04 August 2021

Reading list: July - September 2020

 
Vincent Eras, Locks and Keys throughout the Ages. Watchung, NJ: Artisan Ideas, 2019.

I was hoping for something to help learn to use a lock-pick set, but got a reminder that there are many ways to achieve the same goal. Security may be best served by using a variety of techniques to foil those prepared to breech a specific defense.

This volume is a reprinting of the 1957 edition, originally published by LIPS Safe and Lock Manufacturing, the author’s employer. It provides an amply-illustrated history of locks in general, then proceeds to chapters on various modern lock types. It is full of good and useful information. Unfortunately, it is also very dry, using passive voice and stiff, midcentury business-formal constructions. Recommended, nonetheless, for both locksmiths and thieves.


Colson Whitehead, Underground Railroad. NY: Doubleday, 2016.

Two-time Pulitzer Prizewinning Whitehead makes the same move here the Velvet Underground’s cover designer made for “Loaded” and takes the phrase literally. Cora, like her mother, runs away from her plantation in Georgia. The story follows her escape, as does a slave catcher, to South Carolina and beyond.


Neal Stephenson, Snow Crash. NY: Bantam, 1992.

With its focus on viruses, this cyberpunk classic is once again a timely -- and quick -- read.


Lief Enger, Virgil Wander. NY: Grove Atlantic, 2018.

So many times, it made me stop and reread just for joy. One key element doesn’t work, but it’s easy to overlook, especially given its resolution.


Ta-Neshi Coates, Brian Stelfreeze, et al, Black Panther vol. 1 - 3, #1 - 12. NY: Marvel, 2016.

This series finds Wakanda falling into civil war, as the nation’s foremost philosopher’s revolutionary cry “No one man” takes hold; Shuri is trapped, undead, in the plane of memory, and T’Challa is conflicted about how to respond.


Roxane Gay, Untamed State. NY: Black Cat, 2014.

“...though I couldn’t know then the price I would pay for that love” is a warning label at the end of chapter five, one I heed. Though Gay’s tale of an American, kidnapped outside her father’s home in Haiti, is compelling, told in an immediate, powerful first person voice -- one that makes clear she survives, as it looks back -- I do not want to know the price, so I returned this (very good) book to my library unread.

Raw data:
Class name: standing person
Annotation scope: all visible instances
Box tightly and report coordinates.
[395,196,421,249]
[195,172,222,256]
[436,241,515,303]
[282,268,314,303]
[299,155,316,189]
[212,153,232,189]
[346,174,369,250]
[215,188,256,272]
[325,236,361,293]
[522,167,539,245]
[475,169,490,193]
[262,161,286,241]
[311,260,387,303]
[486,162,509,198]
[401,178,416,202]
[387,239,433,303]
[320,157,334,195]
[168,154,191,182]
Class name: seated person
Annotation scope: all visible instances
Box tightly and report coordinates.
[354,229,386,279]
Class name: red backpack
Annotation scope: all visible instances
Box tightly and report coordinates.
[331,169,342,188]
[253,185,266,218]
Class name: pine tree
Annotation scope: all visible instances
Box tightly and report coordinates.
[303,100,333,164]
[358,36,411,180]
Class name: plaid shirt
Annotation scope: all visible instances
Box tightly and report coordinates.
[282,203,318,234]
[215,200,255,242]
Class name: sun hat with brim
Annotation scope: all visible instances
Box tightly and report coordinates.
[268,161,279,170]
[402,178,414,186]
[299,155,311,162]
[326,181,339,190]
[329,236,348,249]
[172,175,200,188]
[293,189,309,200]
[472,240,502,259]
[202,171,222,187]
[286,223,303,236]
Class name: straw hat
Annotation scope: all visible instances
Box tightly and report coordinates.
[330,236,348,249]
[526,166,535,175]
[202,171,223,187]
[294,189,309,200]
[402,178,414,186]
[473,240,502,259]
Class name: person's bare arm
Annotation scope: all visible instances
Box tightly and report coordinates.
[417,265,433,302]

==

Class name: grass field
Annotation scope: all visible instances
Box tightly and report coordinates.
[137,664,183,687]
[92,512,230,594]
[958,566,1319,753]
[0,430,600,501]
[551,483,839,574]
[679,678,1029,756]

Your assignment: Please reproduce the reading list word for word, everything from "So many times, it" down to "how to respond.".

Task output:
So many times, it made me stop and reread just for joy. One key element doesn’t work, but it’s easy to overlook, especially given its resolution.


Ta-Neshi Coates, Brian Stelfreeze, et al, Black Panther vol. 1 - 3, #1 - 12. NY: Marvel, 2016.

This series finds Wakanda falling into civil war, as the nation’s foremost philosopher’s revolutionary cry “No one man” takes hold; Shuri is trapped, undead, in the plane of memory, and T’Challa is conflicted about how to respond.